**Instruction a:** Reproduce the passage on the Daqarta stimulus generator, from "STIM3A permits continuous" up to and including "(monophasic or biphasic)".

Daqarta allows for arbitrary stimulus generation to be provided by a separate plug-in module. The current offering is STIM3A.GEN, the Advanced Stimulus Signal Generator. This is available only to registered users; others can use it only with the DEMO driver, or for only 30 sessions with actual ADC/DAC hardware. After 30 sessions, unregistered users will still be able to use the older STIM3, available as a separate download from the Daqarta Website.

STIM3A permits continuous signal generation in real-time. Each DAC output can combine up to 4 different sources, including:


  • Sine
  • Triangle
  • Ramp (adjustable slope)
  • Square
  • Pulse (monophasic or biphasic)
  • Arbitrary waveform from file
  • Play complete recording from file
    (Adjustable start/stop and rate)

Random sources:

  • White noise, uniform distribution
  • Gaussian (normal) distribution white noise
    (Adjustable Standard Deviation)
  • Pink noise
  • Band-limited noise
    (Adjustable band/gap edges)

Each waveform can be modulated by any or all of:

  • Burst (Start, Rise, Duration, Fall, Dwell)

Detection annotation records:
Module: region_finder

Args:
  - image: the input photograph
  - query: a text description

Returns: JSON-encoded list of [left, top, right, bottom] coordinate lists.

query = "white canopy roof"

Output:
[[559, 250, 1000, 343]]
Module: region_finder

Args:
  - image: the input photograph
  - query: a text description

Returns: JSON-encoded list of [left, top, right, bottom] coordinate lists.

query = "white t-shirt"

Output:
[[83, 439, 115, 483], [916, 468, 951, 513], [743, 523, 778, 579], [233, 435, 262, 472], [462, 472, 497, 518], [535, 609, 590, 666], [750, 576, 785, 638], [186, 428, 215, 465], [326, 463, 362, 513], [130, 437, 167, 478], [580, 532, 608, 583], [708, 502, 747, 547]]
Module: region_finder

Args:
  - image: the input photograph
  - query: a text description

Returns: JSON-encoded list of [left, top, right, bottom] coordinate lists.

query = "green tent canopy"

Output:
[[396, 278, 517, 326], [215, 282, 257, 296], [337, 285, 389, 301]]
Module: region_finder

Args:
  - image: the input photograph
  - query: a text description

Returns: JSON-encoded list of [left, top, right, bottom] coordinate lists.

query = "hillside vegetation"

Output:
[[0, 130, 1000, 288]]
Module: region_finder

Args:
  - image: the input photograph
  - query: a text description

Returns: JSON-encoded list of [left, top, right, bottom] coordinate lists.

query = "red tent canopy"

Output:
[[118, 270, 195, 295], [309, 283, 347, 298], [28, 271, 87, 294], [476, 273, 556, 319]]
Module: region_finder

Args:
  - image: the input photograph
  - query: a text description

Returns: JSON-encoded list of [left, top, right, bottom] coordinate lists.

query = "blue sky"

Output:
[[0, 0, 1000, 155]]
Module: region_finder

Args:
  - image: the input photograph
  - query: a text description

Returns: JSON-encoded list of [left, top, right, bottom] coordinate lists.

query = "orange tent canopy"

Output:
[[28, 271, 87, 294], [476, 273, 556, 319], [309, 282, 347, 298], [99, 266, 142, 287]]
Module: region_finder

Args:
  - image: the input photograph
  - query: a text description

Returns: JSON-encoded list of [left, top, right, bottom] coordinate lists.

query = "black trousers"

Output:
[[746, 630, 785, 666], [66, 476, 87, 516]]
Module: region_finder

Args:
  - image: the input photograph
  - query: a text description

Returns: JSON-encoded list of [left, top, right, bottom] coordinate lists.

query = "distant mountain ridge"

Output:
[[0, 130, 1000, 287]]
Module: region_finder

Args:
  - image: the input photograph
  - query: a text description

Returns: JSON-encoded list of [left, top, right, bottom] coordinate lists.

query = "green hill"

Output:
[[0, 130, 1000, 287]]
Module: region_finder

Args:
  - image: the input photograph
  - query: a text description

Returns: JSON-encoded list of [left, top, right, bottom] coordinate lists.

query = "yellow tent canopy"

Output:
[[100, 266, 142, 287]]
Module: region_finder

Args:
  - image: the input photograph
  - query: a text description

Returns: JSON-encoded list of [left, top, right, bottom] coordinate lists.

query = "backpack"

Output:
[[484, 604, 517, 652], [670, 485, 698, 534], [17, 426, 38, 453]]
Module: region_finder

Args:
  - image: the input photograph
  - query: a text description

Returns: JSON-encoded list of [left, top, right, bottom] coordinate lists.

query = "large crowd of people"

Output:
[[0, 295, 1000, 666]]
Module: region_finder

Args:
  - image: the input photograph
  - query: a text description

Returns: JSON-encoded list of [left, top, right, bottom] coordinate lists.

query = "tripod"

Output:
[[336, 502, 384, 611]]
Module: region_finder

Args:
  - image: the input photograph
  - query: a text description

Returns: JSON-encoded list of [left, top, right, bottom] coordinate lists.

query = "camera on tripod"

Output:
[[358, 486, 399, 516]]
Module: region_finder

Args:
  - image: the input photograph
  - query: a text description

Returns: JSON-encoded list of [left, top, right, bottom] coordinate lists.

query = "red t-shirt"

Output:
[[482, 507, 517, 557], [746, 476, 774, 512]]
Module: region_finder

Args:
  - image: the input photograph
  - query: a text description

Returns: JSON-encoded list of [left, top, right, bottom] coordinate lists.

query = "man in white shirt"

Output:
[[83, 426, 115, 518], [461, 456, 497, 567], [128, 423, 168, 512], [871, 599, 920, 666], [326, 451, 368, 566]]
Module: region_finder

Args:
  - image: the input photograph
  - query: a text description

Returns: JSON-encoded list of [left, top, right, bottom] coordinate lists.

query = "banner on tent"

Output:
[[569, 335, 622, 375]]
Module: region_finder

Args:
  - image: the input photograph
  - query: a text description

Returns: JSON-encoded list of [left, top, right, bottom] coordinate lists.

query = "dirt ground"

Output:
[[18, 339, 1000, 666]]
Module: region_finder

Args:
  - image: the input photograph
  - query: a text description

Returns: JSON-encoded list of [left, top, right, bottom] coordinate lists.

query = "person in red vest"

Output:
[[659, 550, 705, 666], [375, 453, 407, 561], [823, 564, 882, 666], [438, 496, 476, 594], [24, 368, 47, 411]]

**Instruction b:** Find every line in the records above that contains the string "white", and copy each of those lines.

**Output a:**
STIM3A permits continuous signal generation in real-time. Each DAC output can combine up to 4 different sources, including:


  • Sine
  • Triangle
  • Ramp (adjustable slope)
  • Square
  • Pulse (monophasic or biphasic)

**Output b:**
query = "white canopy roof"
query = "white t-shirt"
query = "man in white shirt"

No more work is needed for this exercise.